┌──
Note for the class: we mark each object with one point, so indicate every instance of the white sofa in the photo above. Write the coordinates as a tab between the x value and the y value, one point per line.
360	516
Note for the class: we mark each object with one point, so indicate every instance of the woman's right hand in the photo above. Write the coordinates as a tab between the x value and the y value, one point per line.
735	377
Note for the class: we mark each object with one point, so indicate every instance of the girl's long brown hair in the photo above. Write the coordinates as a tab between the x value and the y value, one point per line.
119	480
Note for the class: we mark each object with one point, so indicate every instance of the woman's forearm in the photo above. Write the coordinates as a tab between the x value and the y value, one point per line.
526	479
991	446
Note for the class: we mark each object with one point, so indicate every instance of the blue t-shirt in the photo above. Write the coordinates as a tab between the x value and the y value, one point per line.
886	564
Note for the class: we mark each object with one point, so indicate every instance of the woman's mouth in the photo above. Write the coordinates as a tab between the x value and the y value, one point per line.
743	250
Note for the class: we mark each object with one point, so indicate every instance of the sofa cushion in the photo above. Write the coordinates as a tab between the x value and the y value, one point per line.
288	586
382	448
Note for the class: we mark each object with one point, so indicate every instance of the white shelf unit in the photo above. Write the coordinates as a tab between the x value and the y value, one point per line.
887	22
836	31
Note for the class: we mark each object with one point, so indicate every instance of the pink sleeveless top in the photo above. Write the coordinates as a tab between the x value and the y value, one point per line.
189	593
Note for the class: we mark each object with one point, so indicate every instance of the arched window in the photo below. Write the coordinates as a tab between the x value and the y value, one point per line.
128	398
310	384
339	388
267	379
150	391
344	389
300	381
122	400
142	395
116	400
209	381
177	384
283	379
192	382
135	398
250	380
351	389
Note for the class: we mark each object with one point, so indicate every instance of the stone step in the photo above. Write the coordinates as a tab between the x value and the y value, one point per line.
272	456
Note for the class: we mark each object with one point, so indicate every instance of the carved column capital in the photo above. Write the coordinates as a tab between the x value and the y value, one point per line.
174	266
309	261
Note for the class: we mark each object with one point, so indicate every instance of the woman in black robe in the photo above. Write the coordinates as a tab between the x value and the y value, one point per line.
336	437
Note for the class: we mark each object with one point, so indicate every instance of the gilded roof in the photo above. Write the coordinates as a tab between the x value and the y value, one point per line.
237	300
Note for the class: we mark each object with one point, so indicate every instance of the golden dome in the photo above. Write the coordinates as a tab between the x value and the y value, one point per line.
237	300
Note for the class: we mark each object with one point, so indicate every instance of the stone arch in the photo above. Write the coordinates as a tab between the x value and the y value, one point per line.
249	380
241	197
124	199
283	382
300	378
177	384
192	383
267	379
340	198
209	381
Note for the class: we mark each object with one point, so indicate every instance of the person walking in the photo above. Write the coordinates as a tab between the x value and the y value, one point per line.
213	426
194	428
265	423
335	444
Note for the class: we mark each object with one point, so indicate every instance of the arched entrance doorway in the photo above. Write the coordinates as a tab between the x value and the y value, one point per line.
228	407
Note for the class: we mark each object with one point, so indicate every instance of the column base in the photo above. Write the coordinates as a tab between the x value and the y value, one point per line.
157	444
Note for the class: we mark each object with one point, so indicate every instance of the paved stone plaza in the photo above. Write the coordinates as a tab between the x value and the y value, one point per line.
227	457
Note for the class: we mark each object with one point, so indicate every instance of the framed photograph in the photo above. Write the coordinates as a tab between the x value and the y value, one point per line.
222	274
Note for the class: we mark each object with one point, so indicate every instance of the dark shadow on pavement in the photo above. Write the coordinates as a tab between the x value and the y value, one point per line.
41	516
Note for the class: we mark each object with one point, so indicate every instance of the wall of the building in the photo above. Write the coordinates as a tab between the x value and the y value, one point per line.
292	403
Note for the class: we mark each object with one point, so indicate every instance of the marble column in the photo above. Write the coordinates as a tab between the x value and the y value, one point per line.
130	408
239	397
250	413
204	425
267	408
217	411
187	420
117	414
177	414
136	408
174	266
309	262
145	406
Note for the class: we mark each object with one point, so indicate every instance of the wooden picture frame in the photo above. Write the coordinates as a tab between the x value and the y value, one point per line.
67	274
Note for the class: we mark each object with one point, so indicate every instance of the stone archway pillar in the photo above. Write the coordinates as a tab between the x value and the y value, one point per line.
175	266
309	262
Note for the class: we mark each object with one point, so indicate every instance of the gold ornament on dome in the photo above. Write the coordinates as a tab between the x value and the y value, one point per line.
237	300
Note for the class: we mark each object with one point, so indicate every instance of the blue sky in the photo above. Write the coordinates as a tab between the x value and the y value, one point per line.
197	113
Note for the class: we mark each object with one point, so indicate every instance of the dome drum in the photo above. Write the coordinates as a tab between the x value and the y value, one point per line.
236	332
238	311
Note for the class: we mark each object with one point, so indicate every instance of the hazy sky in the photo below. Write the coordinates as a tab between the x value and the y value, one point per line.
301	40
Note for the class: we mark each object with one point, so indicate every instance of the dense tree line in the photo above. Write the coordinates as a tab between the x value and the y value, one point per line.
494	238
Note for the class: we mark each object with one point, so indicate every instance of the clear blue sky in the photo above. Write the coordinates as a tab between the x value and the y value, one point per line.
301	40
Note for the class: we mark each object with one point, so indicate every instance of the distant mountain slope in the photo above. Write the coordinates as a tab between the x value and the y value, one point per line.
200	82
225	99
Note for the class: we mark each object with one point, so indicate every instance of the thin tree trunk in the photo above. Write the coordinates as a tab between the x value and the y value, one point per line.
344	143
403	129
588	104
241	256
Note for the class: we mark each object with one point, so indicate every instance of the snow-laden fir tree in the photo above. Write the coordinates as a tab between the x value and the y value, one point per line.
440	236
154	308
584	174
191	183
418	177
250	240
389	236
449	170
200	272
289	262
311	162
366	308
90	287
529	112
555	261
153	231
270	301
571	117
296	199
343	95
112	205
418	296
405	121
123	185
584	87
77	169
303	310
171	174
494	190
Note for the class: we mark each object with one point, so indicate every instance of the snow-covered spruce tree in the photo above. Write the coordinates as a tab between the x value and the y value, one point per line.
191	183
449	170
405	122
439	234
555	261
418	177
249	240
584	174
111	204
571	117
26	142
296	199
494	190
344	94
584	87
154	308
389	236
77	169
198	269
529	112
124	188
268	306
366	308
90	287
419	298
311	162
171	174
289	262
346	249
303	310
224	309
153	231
└──
* What is being asked *
Extract all lines as given.

* Task output *
Note for the class: we mark each object with one point, so indicate every instance of the white sofa in the photo above. Write the coordinates as a tab between the x value and the y value, one point per line.
360	516
Note for the class: we mark each object with one point, so indicate every instance of the woman's right hand in the photo above. Write the coordinates as a tab between the x value and the y value, one point per line.
735	377
Note for the class: we mark each object with one point, so indicate every instance of the girl's long brown hair in the photo above. Write the coordinates as a tab between the x value and the y value, one point per line.
119	480
Note for the class: we mark each object with one point, so indicate every instance of the woman's forearm in the photo above. Write the coordinates as a tab between the x value and the y value, one point per line.
526	479
991	446
Note for the class: we mark each object with one point, so indicate every instance of the blue t-shirt in the photo above. Write the coordinates as a tab between the x value and the y value, one point per line.
886	564
Note for the class: we mark each object with one point, so indicate every instance of the woman's mouth in the photo above. Write the coordinates as a tab between the x value and the y value, one point per line.
743	250
Note for the class: we mark each object with one point, so indicate every instance of the sofa cushion in the photo above. Write the coordinates as a tab between the x value and the y value, one point per line.
288	586
382	448
Note for the class: we mark each object with one point, so indicate every instance of the white shelf unit in the photo above. Write the coordinates as a tab between the x value and the y value, one point per line.
887	22
836	31
Note for the class: we mark each object with one point, so indicate every instance of the pink sleeveless top in the photo above. Write the coordinates as a tab between the x value and the y value, one point per line.
189	593
Note for the class: we mark each object with one point, so indicate every instance of the arched window in the photo below. Write the coordinates as a tab between the x value and the y value, one point per line.
128	398
310	384
339	388
267	379
150	391
344	389
300	381
122	400
142	395
116	400
209	381
177	384
283	379
192	382
135	398
250	380
351	389
Note for the class: we mark each object with one point, so indicate every instance of the stone step in the photo above. Write the coordinates as a tab between the x value and the y value, one point per line.
272	456
Note for the class: we mark each object with one point, so indicate every instance of the carved column capital in the photo above. Write the coordinates as a tab between the x value and the y value, one point per line.
174	266
309	261
Note for the class: we mark each object with one point, so indicate every instance of the woman in black robe in the photo above. Write the coordinates as a tab between the x value and the y value, one point per line.
336	437
Note for the class: we mark each object with one point, so indicate every instance of the gilded roof in the photo above. Write the coordinates as a tab between the x value and the y value, one point per line.
237	300
Note for the class: we mark each object with one point, so indicate every instance of the golden dome in the photo above. Write the coordinates as a tab between the x value and the y value, one point per line.
237	300
Note for the class: we mark each object with one point, so indicate every instance of the stone arch in the photo above. Write the coordinates as a tab between the x value and the y value, one point per line.
249	380
241	197
124	199
283	382
300	378
177	384
192	383
267	379
340	198
209	381
Note for the class: we mark each object with one point, so indicate every instance of the person walking in the photo above. Write the coordinates as a tab between the x value and the y value, one point per line.
213	426
194	428
265	423
335	444
Note for the class: we mark each object with one point, so indicate every instance of the arched entrance doorway in the photo above. Write the coordinates as a tab between the x value and the y value, one point per line.
228	407
Note for the class: we mark each object with one point, so indicate every instance of the column base in the photo above. Write the coordinates as a tab between the x value and the y value, one point per line.
157	444
Note for the class: we mark each object with one point, so indicate every instance of the paved stone plaza in the photo above. Write the coordinates as a tab between the x value and the y value, one point per line.
227	457
Note for the class: we mark each object with one point, so indicate every instance of the framed photograph in the photo above. Write the coordinates as a tab between the x value and the y value, one point per line.
222	274
Note for the class: we mark each object with one point, so indicate every instance of the dark shadow on pavement in the photo above. Write the coordinates as a tab between the x value and the y value, one point per line.
41	516
Note for the class: we mark each object with one point, so indicate every instance of the wall of the building in the photo above. Write the coordinates as a tab between the x value and the y value, one point per line.
292	403
Note for the class: we mark each object with one point, so indicate every instance of the marble column in the photo above. Write the coordinates as a tab between the x value and the y value, one point per line.
130	408
239	397
250	413
204	425
267	408
217	411
187	420
117	414
177	414
136	408
174	266
309	262
145	406
Note for the class: we mark each object with one point, so indicate every instance of the wooden picture frame in the photo above. Write the coordinates as a tab between the x value and the y value, one point per line.
67	274
Note for the class: we mark each object with one point, so indicate every instance of the stone archway pillar in the photo above. Write the coordinates as a tab between the x value and the y value, one point per line.
175	266
309	262
Note for the class: we mark each object with one point, so indicate every instance of the gold ornament on dome in the photo above. Write the coordinates as a tab between the x value and the y value, one point per line.
237	300
Note for the class: we mark each object with one point, so indicate every instance of the blue sky in the photo above. Write the coordinates as a tab between the x value and the y value, one point per line.
197	113
Note for the class: we mark each object with one point, so indicate every instance of the dome drum in the photo above. Write the coordinates as a tab between the x value and the y value, one point per line.
236	332
238	311
Note for the class: we mark each object with one point, so indicate every instance of the hazy sky in the photo below. Write the coordinates as a tab between the x value and the y value, one point per line.
301	40
Note for the class: we mark each object with one point, so indicate every instance of the dense tree line in the photo above. Write the coordinates as a tab between the x value and the y value, one point per line.
494	238
Note for the class: we mark each object with one point, so indicate every instance of the clear blue sky in the photo above. Write the coordinates as a tab between the x value and the y value, one point per line.
301	40
Note for the class: we mark each object with one point, so indicate every instance of the distant mountain slope in the photo above. Write the coordinates as a tab between the x value and the y value, one point per line.
200	82
225	99
Note for the class: we mark each object with one point, so indicate every instance of the thin tree trunk in the photo above. Write the coordinates as a tab between the x value and the y value, one point per line.
344	143
403	129
588	104
241	256
Note for the class: we mark each object with one point, so indicate every instance of the snow-laden fir tree in the photo above. Write the coordinates as a tab between the x value and the y value, one point per line.
440	236
154	308
584	174
191	183
418	177
250	240
389	236
449	170
200	272
289	262
311	162
366	308
90	287
529	112
555	261
153	231
270	301
571	117
296	199
343	95
112	205
418	296
405	121
123	185
584	87
77	169
303	310
171	174
494	190
Note for the class: we mark each object with one point, so indicate every instance of the snow-covered spruce tree in the photo above. Write the coordinates as a tab between the x value and the y value, one point per line.
191	183
449	170
405	122
439	234
555	261
418	177
249	240
584	174
111	204
571	117
26	142
296	199
494	190
344	94
584	87
154	308
389	236
77	169
198	269
529	112
124	188
268	306
366	308
90	287
419	298
311	162
171	174
289	262
346	249
303	310
224	309
153	231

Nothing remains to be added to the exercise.